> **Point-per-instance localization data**
- - -

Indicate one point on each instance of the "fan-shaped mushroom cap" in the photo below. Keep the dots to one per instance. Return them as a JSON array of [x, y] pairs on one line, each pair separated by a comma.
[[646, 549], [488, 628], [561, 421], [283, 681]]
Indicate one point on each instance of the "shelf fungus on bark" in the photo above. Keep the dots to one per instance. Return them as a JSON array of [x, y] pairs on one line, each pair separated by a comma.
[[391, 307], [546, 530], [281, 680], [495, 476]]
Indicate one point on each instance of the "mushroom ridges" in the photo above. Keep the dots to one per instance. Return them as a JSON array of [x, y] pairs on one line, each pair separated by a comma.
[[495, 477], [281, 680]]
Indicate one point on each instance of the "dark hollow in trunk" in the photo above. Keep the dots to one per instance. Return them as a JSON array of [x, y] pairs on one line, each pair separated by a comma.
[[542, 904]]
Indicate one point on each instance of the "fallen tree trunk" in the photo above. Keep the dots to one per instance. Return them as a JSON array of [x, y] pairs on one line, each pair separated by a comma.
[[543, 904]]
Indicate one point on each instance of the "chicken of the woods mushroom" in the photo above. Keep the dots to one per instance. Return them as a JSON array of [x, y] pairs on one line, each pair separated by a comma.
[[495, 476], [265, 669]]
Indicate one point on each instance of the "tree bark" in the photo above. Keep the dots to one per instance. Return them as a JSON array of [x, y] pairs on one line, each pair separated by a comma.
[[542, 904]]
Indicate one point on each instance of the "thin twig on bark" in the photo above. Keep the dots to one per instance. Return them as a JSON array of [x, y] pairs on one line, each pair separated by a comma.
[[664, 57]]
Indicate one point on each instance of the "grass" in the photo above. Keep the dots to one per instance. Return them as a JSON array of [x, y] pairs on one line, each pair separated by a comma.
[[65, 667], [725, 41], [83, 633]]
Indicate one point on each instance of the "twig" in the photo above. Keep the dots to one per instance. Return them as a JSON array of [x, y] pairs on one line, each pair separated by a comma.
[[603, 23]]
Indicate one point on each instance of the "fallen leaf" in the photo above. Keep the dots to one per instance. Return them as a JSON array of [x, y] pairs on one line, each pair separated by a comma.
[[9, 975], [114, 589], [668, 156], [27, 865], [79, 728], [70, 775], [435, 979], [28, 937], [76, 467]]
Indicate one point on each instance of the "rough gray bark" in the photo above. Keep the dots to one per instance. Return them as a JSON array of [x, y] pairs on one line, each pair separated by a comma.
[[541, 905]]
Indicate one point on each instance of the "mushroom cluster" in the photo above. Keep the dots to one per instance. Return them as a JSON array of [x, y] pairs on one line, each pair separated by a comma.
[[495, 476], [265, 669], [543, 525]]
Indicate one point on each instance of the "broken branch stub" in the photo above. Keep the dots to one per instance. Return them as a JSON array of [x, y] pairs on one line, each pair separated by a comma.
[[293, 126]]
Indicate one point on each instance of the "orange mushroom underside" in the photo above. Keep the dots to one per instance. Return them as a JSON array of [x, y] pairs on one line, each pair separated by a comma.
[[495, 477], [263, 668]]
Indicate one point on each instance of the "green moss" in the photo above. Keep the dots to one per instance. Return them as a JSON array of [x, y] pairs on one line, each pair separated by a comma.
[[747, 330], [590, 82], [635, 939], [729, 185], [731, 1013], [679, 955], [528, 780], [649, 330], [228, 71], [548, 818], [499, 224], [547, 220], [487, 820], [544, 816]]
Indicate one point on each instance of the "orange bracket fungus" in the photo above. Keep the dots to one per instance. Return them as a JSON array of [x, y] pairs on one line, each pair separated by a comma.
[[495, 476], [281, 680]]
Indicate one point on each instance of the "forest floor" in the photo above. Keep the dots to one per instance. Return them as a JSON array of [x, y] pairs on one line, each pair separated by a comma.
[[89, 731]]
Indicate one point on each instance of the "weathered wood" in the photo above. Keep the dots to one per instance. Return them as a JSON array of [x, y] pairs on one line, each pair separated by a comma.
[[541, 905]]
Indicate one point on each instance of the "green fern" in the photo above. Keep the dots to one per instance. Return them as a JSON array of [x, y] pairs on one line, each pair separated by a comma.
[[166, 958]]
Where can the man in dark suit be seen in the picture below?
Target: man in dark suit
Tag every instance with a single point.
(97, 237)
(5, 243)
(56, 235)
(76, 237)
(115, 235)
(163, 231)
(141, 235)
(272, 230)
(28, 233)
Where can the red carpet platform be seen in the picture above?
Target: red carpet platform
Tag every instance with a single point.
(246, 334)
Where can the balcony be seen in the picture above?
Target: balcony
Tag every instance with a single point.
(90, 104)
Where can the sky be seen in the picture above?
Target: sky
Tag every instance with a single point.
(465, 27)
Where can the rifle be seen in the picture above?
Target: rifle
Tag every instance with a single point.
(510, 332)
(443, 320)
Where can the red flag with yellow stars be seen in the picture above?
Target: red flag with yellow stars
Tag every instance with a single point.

- - -

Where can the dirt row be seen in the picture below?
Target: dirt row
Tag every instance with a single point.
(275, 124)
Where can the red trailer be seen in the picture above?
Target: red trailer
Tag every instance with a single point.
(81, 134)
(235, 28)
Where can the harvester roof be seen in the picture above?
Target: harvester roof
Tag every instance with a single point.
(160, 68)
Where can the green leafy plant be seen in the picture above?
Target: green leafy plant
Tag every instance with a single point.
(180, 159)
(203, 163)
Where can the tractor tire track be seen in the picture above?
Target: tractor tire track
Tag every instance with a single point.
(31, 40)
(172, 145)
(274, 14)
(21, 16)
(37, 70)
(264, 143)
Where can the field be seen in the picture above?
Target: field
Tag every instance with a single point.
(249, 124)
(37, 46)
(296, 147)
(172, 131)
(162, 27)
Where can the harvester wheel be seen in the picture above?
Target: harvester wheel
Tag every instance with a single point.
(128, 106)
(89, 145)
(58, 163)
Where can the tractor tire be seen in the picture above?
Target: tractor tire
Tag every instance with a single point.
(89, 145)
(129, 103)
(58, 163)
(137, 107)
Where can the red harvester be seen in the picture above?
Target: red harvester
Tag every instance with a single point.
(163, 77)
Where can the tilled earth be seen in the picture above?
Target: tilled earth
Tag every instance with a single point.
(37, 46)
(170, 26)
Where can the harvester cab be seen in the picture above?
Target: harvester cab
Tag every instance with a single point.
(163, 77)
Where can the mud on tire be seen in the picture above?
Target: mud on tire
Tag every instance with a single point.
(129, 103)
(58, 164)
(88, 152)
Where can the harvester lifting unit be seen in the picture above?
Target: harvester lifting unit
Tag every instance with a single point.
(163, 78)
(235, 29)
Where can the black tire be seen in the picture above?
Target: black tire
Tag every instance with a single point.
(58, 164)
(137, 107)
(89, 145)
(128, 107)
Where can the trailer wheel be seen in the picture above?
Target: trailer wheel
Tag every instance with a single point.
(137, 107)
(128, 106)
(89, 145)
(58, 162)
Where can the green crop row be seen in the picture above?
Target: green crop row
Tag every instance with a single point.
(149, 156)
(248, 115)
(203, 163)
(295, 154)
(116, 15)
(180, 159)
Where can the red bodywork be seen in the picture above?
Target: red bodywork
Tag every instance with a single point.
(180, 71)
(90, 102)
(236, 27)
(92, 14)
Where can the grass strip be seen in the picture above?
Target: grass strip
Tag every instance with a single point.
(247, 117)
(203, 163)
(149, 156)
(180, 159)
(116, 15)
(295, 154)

- - -

> **Assigned task**
Leave out every line above except those from the line with "Where can the tractor tire be" up to and including the line with "Where can the trailer", and copy those exactly.

> **Answer space**
Where can the tractor tire be seen in the picture above?
Target: tractor tire
Tag every instance with a single point.
(89, 145)
(129, 103)
(58, 163)
(137, 107)
Where can the red harvester be seen in the picture above?
Target: red harvester
Tag every instance with a single point.
(163, 77)
Where can the tilled earth be seen in the picture above?
Target: tilled earth
Tag every instance with a single point.
(37, 46)
(170, 26)
Where can the harvester cab be seen in the picture above?
Target: harvester cab
Tag every instance with a single point.
(163, 77)
Where can the mud on tire be seen in the picture above?
Target: mud on tire
Tag every instance with a single point.
(129, 103)
(58, 164)
(88, 152)
Where can the harvester lifting unit be seen in the picture above?
Target: harvester lifting unit
Tag every instance with a single point.
(163, 78)
(235, 29)
Where can the black tire be seen in the picture above?
Target: black tire
Tag every instance with a single point.
(58, 164)
(137, 107)
(89, 145)
(128, 107)
Where can the trailer wheel be seen in the picture above?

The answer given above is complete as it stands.